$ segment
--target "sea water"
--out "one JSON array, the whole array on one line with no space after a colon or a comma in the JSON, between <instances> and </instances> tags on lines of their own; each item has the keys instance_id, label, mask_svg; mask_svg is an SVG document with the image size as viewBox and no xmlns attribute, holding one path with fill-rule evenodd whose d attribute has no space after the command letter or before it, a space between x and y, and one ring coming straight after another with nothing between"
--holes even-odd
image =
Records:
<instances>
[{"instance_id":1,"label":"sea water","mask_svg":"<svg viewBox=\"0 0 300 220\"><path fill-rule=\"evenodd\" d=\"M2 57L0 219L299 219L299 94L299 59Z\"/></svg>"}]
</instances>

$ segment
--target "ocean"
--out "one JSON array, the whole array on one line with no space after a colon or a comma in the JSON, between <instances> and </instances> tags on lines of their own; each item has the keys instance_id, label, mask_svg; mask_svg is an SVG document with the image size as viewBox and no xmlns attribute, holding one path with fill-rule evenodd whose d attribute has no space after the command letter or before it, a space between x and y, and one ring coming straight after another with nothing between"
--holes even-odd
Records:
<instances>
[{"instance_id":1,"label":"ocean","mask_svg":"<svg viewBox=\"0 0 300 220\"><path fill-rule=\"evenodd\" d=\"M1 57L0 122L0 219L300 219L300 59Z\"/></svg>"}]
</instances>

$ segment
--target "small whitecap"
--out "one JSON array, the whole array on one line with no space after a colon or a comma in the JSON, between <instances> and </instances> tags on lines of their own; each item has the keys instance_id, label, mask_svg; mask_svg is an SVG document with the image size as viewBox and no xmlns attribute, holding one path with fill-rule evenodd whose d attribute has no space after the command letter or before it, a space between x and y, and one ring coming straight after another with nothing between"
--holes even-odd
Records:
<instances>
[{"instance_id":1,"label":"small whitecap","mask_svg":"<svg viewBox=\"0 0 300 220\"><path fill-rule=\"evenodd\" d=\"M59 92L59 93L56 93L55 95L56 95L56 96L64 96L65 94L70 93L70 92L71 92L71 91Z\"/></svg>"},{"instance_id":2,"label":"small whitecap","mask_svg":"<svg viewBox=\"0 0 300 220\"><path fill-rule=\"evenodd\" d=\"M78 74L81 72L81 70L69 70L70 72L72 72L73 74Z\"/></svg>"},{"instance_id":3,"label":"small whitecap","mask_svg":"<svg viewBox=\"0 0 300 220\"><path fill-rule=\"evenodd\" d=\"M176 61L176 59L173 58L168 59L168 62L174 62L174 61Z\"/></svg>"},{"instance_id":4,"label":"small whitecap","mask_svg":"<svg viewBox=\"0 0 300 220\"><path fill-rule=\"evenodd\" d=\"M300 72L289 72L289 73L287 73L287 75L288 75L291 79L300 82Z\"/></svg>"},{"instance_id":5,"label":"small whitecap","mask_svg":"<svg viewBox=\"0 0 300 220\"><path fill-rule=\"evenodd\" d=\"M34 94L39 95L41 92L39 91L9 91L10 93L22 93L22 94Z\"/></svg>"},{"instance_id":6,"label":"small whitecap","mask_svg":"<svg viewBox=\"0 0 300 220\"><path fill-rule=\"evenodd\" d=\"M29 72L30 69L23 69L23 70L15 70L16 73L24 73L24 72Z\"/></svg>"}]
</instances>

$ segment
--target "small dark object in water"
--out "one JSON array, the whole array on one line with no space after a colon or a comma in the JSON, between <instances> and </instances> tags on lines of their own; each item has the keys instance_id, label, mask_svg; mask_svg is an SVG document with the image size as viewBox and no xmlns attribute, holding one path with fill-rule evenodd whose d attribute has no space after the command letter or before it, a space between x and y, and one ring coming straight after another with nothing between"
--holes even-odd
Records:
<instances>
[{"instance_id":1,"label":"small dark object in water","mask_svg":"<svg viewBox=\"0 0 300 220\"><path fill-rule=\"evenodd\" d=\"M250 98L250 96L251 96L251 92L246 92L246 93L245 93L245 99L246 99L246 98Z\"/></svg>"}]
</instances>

##############################

__Task objective__. Search the data for "target" and list every line in which it occurs.

__Output for this task__.
--target "sea water"
--target "ocean"
--target "small whitecap"
--target "small dark object in water"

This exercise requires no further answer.